◆ **EXERCISE DIRECTIONS**
Reproduce only the lines of the material below that start at the line containing "Exercise. Pin every instance of the white goal" and stop at the line containing "Exercise. Pin every instance of the green leaf". Keep both end lines.
- Opening Delimiter -
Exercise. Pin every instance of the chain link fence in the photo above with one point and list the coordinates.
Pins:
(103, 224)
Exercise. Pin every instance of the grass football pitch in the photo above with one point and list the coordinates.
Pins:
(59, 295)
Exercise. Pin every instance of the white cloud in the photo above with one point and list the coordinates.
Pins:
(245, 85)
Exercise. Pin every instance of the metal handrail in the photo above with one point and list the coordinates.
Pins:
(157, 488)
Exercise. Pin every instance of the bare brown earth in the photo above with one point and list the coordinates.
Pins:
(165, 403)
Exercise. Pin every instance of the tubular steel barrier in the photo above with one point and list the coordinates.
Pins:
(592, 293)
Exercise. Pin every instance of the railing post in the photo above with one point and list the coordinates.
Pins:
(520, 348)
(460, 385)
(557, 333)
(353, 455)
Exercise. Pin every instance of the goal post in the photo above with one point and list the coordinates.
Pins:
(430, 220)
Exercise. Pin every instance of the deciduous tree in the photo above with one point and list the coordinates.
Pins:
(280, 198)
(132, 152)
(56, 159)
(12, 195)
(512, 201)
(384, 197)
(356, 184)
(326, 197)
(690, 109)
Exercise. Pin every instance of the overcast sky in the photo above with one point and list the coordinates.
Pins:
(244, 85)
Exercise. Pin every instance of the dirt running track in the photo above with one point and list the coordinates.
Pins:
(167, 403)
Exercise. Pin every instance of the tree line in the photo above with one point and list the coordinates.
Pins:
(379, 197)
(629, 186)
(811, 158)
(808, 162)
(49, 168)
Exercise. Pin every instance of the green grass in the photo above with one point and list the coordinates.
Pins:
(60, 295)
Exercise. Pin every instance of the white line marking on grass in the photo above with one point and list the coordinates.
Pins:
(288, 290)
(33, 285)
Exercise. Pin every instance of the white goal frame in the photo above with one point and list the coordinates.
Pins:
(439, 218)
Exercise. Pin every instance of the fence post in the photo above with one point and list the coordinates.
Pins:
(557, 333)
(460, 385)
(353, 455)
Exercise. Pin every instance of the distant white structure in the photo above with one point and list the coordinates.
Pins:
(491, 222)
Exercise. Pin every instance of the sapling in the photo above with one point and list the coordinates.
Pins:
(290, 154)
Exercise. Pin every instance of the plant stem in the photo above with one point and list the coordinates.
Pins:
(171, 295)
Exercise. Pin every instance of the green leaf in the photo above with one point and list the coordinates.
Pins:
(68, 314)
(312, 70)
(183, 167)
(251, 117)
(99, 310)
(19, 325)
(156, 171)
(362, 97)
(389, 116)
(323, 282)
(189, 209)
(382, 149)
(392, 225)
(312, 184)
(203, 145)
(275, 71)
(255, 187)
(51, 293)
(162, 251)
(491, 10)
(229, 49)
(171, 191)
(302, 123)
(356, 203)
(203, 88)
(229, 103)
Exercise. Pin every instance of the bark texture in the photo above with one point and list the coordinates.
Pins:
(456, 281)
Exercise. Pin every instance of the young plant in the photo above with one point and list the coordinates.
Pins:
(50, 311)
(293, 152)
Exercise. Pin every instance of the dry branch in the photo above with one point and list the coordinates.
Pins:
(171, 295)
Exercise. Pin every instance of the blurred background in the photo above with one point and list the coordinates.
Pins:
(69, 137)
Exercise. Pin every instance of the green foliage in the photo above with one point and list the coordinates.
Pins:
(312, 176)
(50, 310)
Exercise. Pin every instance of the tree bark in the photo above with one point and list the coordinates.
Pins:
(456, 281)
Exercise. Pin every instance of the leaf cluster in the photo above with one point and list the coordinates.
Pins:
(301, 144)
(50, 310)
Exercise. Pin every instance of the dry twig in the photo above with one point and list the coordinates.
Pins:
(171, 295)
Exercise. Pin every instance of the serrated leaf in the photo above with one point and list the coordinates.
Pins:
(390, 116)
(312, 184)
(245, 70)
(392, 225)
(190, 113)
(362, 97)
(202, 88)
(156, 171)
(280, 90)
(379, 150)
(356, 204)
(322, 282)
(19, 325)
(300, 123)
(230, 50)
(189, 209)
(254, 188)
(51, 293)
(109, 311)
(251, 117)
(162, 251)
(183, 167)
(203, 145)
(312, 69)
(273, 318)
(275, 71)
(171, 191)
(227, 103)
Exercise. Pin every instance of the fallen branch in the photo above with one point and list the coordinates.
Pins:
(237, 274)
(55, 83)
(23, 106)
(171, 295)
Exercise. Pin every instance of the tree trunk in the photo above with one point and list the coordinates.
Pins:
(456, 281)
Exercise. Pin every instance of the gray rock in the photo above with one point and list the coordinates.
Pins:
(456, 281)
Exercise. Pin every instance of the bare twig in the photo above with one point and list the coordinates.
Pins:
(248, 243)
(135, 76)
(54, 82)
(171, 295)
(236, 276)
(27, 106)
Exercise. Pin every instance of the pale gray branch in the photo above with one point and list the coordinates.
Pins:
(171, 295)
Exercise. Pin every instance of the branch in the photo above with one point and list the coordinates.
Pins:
- Closing Delimiter -
- Opening Delimiter -
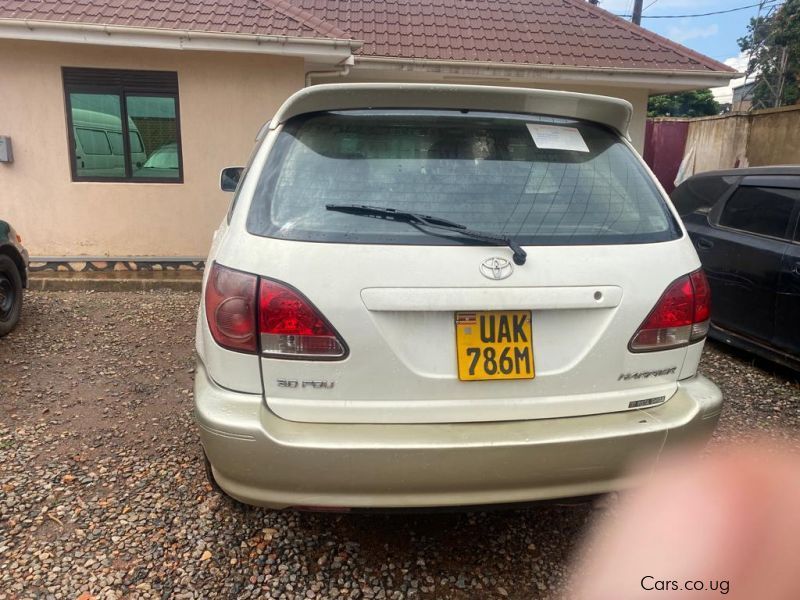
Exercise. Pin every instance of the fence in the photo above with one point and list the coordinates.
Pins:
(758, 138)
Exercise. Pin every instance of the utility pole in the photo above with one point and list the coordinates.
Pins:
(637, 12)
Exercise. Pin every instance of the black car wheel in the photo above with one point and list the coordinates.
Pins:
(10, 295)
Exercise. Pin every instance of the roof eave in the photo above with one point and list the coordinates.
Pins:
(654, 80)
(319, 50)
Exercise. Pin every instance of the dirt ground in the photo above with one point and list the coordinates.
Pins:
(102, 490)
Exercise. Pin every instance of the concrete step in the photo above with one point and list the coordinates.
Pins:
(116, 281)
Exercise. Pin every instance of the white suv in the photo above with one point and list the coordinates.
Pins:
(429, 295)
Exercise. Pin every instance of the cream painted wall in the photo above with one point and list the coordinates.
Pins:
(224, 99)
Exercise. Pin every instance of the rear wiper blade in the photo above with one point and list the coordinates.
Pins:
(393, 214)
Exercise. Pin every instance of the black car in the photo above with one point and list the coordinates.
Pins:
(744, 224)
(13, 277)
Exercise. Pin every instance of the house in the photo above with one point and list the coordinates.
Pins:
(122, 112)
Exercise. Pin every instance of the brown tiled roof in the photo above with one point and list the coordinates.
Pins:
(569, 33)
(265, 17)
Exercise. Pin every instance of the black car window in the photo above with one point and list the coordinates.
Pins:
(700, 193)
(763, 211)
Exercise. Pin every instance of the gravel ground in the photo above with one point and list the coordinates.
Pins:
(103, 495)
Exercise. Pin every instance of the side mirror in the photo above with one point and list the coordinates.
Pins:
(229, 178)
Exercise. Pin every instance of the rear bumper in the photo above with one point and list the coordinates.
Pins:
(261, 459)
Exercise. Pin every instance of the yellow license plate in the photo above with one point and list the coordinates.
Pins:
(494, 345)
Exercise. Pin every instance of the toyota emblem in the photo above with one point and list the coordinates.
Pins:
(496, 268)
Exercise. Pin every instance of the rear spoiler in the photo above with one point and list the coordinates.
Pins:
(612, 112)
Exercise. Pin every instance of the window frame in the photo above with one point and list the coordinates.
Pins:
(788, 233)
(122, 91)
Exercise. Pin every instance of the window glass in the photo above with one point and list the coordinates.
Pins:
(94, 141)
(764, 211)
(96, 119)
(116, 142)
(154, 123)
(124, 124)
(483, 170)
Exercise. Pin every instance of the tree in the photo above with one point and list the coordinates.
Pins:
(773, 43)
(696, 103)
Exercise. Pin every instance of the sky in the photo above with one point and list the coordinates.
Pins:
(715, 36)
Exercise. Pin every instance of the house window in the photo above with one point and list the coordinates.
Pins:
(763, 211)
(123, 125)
- Closing Delimiter -
- Opening Delimiter -
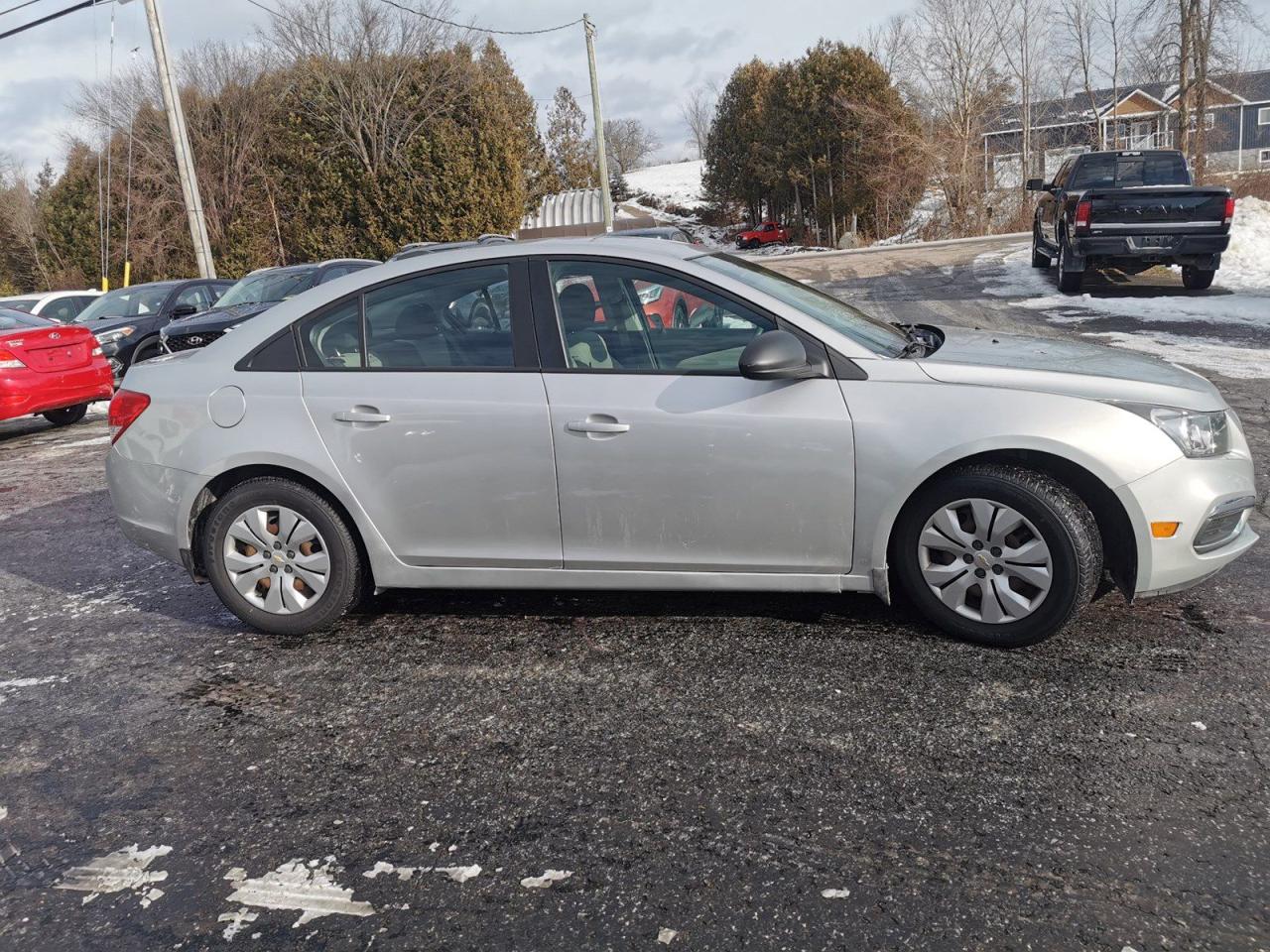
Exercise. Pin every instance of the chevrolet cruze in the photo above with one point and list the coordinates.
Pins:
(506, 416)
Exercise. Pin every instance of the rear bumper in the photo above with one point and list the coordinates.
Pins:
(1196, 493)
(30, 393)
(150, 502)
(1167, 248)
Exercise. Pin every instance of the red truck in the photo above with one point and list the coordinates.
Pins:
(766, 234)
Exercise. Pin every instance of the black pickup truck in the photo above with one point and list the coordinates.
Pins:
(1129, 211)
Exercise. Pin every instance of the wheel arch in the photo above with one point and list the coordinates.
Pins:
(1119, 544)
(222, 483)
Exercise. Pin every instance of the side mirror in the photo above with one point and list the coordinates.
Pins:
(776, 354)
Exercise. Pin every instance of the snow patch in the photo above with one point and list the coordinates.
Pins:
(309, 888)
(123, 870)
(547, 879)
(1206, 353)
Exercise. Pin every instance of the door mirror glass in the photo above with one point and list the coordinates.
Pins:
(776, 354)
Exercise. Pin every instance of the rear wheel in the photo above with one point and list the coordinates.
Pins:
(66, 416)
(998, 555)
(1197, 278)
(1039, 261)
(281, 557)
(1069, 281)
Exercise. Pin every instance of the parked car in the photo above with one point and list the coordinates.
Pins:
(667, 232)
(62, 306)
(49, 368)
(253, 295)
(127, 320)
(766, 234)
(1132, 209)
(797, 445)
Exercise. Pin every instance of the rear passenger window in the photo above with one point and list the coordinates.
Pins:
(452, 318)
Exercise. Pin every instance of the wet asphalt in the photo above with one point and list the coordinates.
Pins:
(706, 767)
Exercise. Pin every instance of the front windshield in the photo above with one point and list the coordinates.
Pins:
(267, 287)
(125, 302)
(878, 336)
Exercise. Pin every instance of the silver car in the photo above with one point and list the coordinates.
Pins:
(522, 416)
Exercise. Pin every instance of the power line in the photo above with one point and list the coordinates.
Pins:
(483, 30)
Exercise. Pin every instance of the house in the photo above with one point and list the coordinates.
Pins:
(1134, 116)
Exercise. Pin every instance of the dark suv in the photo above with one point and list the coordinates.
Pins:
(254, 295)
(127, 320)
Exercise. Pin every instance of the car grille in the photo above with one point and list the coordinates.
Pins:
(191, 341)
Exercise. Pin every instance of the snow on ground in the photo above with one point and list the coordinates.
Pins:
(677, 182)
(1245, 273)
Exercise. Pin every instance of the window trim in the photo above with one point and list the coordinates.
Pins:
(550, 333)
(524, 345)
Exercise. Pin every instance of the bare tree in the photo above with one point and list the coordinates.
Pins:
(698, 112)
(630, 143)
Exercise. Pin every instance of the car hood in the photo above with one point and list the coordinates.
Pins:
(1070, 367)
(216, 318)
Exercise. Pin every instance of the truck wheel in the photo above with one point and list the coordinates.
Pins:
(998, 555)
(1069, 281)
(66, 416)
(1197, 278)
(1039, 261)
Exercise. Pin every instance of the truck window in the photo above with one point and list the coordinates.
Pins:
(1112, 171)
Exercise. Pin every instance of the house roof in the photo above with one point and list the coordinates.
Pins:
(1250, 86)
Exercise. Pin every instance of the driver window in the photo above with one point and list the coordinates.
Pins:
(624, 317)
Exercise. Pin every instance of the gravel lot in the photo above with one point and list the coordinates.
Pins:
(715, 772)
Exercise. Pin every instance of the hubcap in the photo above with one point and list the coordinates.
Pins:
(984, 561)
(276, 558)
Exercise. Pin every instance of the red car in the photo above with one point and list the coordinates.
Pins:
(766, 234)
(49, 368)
- Closing Delimiter -
◆ **OUTPUT OF THE EXERCISE**
Exercise. Pin every instance of the white goal frame in the photo above with one point and list the coordinates.
Pins:
(439, 218)
Exercise. Pin every instance of the fence post in the photo above with one point and list the coordinates.
Pins:
(557, 333)
(460, 385)
(353, 455)
Exercise. Pin every instance of the distant white structure in the photo above with one point and list the coordinates.
Pins:
(491, 222)
Exercise. Pin every instance of the sapling in the photo above with one point and list the coordinates.
Pins:
(290, 154)
Exercise. Pin every instance of the plant stem in the photo above with one point and list the coordinates.
Pins:
(171, 295)
Exercise. Pin every instance of the green leaf in the photo above with one point and list the coordinates.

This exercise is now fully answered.